§ **Brondocument**:
Als zonen van het familiebedrijf stond het in de sterren geschreven dat ze ooit hun vader gingen opvolgen. Bank Van Breda was voor beiden aanvankelijk een plan B. Maar het lot besliste er anders over…

Carlo Henriksen: ‘Ik zag de bank als een soort van voortgezette opleiding omdat ik niet meteen na mijn studies als ‘zoon van’ in het maritieme bedrijf van mijn vader wilde beginnen. Een goede basis om nadien met extra ervaring toch de overstap te maken. Tenminste, dat was de bedoeling. Die overstap kwam er uiteindelijk niet. Ik begon in 1978 op de afdeling documentaire kredieten en internationaal betalingsverkeer en eindigde als CEO.’

Dirk Wouters: ‘Ik stapte door omstandigheden wél meteen na mijn legerdienst in het familiebedrijf, ook al was dit niet het initiële plan. Ik heb er enorm veel geleerd, totdat mijn moeder me op een dag vroeg of dit wel écht iets voor mij was. Zij heeft me toen de ogen geopend. Ik volgde al avondles in fiscaliteit en was gepassioneerd door financiën. Na een spontane sollicitatie mocht ik bij Bank Van Breda aan de slag.’

Het begin van een carrière waar ze beiden geen seconde spijt van hebben. Integendeel, Bank Van Breda werd niet alleen hun werkplek, maar ook hun passie. Carlo Henriksen was er 25 jaar CEO, totdat Dirk Wouters in 2014 de fakkel overnam.

§ **Vastgelegde gegevens**:

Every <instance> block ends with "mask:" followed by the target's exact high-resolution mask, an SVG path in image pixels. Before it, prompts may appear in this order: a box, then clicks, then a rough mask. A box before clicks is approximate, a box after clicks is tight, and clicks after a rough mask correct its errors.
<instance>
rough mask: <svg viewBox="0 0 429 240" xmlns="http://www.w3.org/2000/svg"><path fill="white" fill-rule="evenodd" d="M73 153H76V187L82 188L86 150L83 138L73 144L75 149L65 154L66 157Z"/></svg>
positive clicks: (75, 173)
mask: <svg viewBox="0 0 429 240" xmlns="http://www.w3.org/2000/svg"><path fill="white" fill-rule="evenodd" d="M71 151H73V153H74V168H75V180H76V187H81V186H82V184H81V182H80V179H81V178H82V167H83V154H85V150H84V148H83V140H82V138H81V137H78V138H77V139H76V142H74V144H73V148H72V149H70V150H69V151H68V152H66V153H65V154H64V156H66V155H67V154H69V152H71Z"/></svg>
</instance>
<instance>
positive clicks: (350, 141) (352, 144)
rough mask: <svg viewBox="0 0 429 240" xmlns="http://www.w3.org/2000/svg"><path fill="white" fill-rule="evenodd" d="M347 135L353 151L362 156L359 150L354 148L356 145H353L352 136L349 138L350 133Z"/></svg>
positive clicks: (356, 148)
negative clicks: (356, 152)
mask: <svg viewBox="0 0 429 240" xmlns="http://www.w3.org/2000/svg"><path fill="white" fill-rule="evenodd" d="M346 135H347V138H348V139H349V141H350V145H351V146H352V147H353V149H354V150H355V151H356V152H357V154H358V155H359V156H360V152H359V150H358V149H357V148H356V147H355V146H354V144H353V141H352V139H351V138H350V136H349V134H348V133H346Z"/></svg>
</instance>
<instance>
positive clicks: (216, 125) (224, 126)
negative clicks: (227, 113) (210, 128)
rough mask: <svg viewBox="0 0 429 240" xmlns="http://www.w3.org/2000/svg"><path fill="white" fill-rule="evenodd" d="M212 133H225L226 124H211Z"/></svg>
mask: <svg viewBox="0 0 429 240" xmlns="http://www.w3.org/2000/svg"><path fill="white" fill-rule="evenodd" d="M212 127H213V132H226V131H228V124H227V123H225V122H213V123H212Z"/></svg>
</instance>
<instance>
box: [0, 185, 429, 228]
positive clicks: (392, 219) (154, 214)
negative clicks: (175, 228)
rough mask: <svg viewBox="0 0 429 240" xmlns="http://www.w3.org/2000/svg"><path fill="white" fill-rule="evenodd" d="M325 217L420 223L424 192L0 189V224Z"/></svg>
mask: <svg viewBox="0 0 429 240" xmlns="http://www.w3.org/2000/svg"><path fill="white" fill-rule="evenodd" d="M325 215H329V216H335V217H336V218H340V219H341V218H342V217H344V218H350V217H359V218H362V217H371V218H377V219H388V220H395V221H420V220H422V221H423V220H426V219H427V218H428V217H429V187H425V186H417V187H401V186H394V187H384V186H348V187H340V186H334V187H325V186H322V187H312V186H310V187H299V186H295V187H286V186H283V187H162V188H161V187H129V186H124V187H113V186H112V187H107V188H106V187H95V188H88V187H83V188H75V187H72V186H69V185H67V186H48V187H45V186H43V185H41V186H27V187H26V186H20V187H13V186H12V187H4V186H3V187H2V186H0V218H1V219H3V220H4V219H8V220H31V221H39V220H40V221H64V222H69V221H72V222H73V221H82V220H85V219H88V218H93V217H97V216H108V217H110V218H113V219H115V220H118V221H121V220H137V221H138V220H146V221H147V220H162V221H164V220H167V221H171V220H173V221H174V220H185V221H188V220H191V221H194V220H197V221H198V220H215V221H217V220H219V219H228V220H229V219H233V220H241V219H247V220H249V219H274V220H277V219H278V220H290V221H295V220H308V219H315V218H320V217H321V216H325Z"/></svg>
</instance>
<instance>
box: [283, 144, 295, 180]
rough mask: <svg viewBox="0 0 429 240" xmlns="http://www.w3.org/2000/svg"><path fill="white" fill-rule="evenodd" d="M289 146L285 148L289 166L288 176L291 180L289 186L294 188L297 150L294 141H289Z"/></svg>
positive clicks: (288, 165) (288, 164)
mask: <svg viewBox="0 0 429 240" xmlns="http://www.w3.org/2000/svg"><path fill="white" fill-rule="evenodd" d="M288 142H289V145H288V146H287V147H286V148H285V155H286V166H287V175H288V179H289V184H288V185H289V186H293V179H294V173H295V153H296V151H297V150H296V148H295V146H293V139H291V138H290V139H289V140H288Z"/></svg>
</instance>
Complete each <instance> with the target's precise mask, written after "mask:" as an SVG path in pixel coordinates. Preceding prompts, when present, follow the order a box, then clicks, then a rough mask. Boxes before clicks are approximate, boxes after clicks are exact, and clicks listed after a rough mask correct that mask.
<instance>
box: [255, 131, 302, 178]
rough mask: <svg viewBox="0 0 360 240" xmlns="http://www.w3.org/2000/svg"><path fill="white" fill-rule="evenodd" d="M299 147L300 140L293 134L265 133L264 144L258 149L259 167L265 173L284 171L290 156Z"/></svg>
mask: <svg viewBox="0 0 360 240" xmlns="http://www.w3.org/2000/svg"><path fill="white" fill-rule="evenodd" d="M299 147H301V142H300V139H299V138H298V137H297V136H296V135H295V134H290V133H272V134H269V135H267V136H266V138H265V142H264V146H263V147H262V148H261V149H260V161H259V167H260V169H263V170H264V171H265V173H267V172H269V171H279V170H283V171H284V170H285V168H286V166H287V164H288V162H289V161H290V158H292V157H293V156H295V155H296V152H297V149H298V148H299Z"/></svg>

---

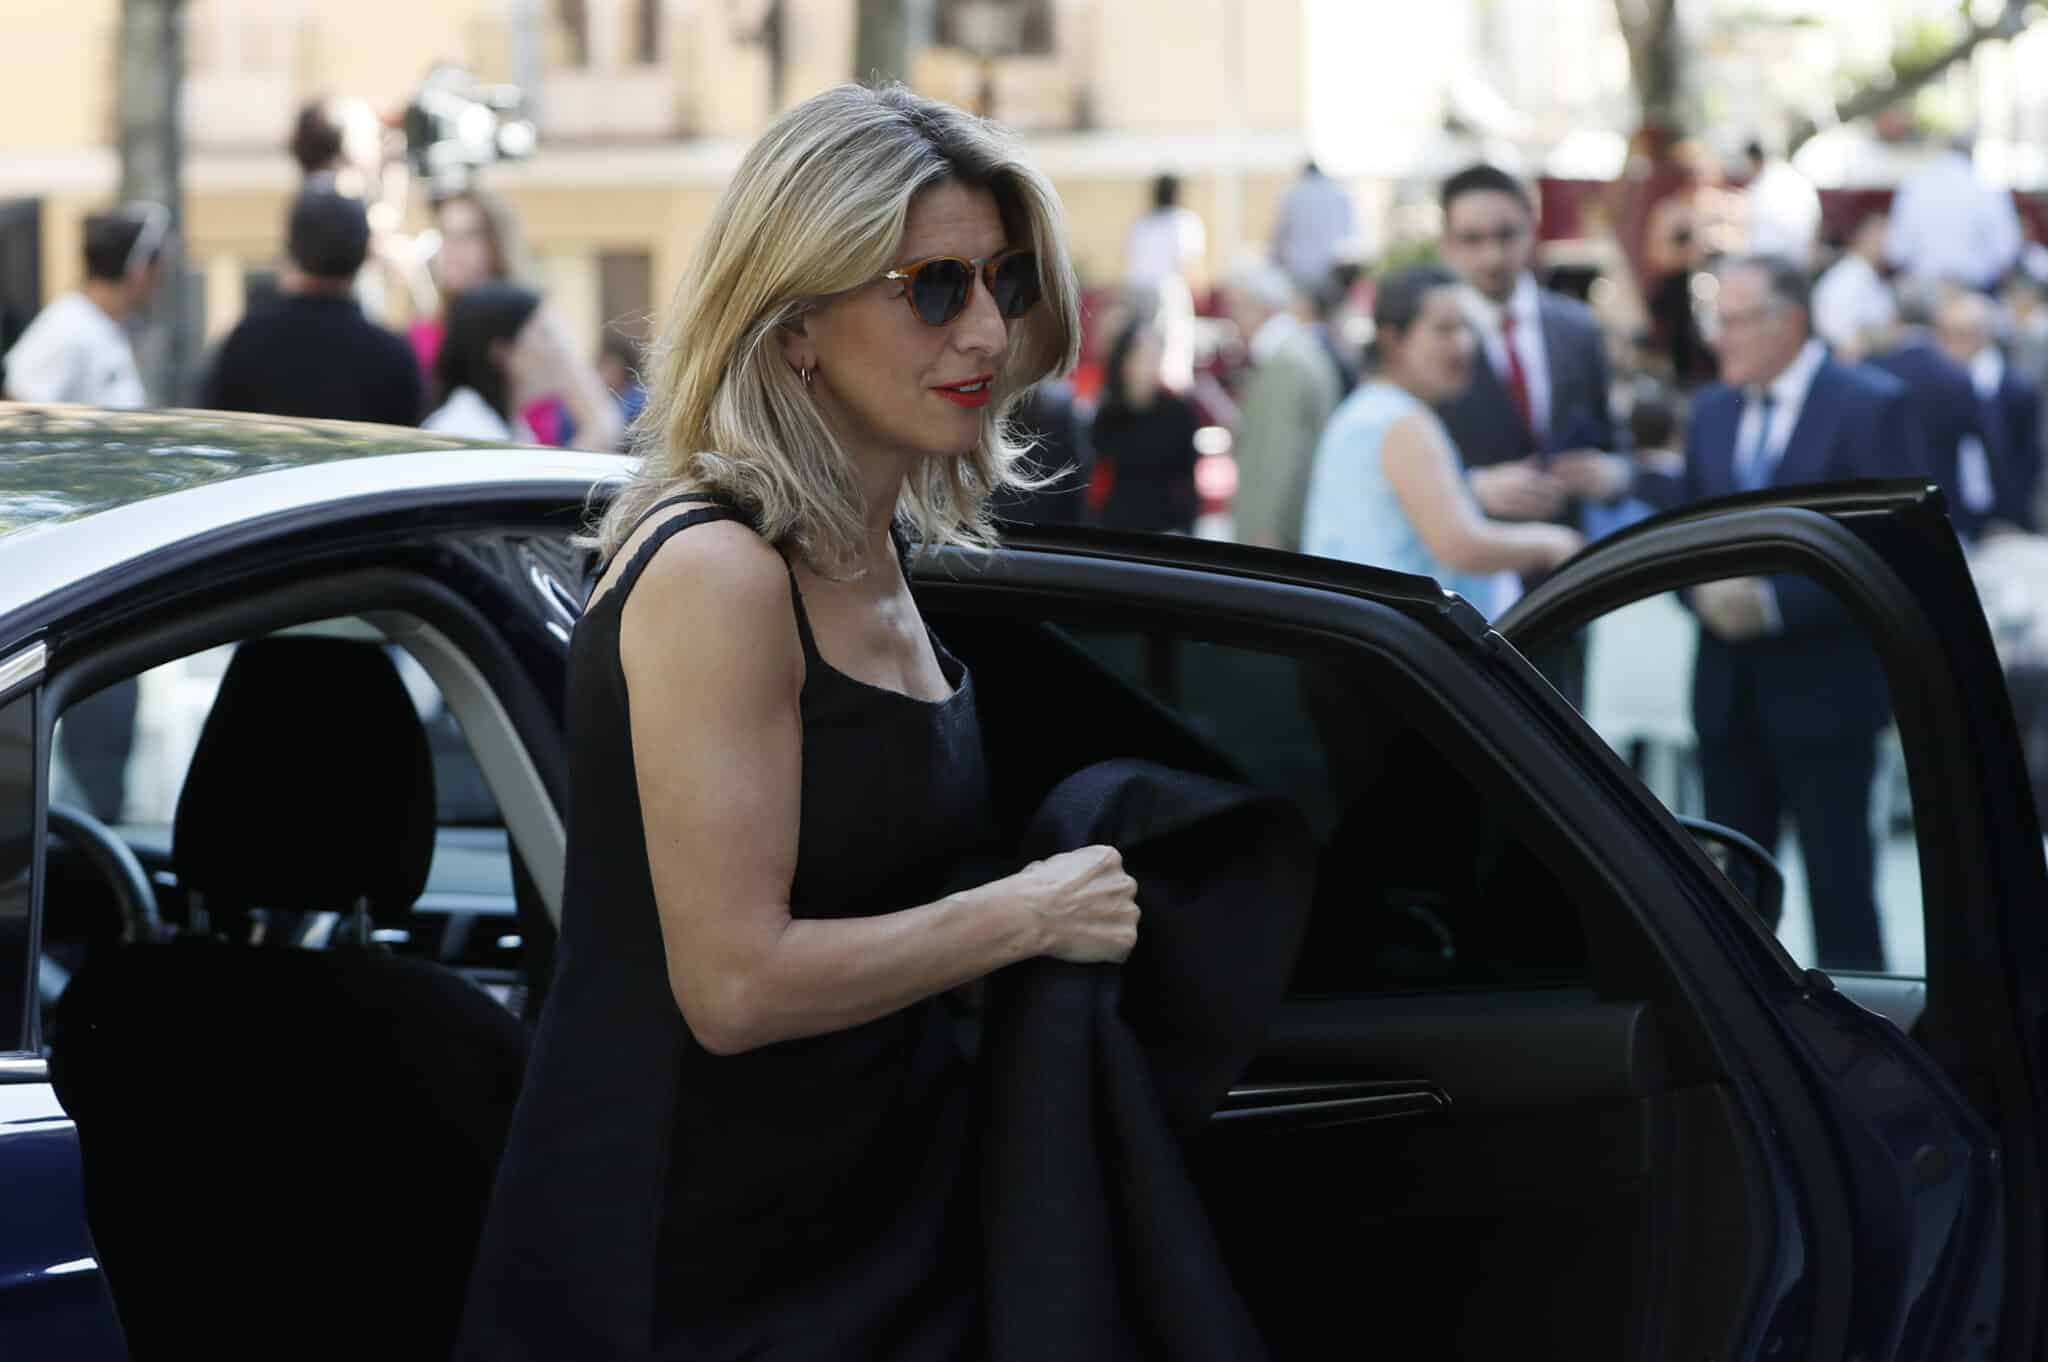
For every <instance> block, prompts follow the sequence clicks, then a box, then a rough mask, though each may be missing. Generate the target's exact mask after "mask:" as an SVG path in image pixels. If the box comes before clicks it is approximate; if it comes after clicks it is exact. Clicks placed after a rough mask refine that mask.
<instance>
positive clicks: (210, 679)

--

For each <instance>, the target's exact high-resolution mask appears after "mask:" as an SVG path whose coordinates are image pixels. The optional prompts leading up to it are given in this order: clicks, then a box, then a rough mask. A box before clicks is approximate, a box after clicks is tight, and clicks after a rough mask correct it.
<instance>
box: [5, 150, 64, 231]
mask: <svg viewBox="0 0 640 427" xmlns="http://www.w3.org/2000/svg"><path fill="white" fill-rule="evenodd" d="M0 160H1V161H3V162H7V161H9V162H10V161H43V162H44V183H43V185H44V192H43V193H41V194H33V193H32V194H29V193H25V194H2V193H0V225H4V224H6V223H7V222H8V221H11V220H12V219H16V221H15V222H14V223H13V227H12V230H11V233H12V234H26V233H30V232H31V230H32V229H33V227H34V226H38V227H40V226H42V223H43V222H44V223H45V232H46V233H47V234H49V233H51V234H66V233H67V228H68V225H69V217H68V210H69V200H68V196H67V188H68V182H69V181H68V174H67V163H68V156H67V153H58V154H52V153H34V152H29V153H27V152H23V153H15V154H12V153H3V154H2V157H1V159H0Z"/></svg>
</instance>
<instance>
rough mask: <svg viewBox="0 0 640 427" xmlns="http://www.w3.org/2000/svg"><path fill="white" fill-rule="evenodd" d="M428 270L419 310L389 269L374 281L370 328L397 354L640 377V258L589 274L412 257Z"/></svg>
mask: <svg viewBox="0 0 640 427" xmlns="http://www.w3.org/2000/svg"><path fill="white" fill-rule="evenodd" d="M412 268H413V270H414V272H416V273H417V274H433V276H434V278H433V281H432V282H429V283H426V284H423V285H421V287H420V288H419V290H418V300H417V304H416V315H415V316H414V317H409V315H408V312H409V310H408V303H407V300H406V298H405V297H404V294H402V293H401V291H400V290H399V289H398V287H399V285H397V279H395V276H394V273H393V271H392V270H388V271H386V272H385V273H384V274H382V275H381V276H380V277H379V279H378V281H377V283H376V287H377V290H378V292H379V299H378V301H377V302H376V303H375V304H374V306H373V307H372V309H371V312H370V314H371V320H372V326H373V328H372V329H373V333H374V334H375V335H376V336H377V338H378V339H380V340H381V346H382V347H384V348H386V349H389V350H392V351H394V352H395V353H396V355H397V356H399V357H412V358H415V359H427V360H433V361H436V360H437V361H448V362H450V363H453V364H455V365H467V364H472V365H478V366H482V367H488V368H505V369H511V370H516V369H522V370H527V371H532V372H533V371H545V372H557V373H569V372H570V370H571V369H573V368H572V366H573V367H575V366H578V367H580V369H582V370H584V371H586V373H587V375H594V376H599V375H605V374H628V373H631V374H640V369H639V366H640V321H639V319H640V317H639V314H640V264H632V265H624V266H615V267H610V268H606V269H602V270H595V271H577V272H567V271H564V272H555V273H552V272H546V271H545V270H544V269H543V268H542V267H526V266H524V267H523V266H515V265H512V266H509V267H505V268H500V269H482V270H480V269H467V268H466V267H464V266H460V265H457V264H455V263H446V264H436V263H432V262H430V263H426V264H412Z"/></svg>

§ **Werkopdracht 1**:
Wil je het stuk uit het brondocument woordelijk teruggeven, beginnend bij "Het begin van" en eindigend bij "de fakkel overnam."?
§ **Werkopdracht 2**:
Kun je de regels uit de rijen letterlijk overtypen, beginnend bij de regel met "Every <instance> block ends" en eindigend bij de regel met "153H76V187L82 188L86 150L83", beide regels inbegrepen?
Het brondocument en de rijen hebben niets met elkaar te maken.

§ **Antwoordgedeelte 1**:
Het begin van een carrière waar ze beiden geen seconde spijt van hebben. Integendeel, Bank Van Breda werd niet alleen hun werkplek, maar ook hun passie. Carlo Henriksen was er 25 jaar CEO, totdat Dirk Wouters in 2014 de fakkel overnam.

§ **Antwoordgedeelte 2**:
Every <instance> block ends with "mask:" followed by the target's exact high-resolution mask, an SVG path in image pixels. Before it, prompts may appear in this order: a box, then clicks, then a rough mask. A box before clicks is approximate, a box after clicks is tight, and clicks after a rough mask correct its errors.
<instance>
rough mask: <svg viewBox="0 0 429 240" xmlns="http://www.w3.org/2000/svg"><path fill="white" fill-rule="evenodd" d="M73 153H76V187L82 188L86 150L83 138L73 144L75 149L65 154L66 157Z"/></svg>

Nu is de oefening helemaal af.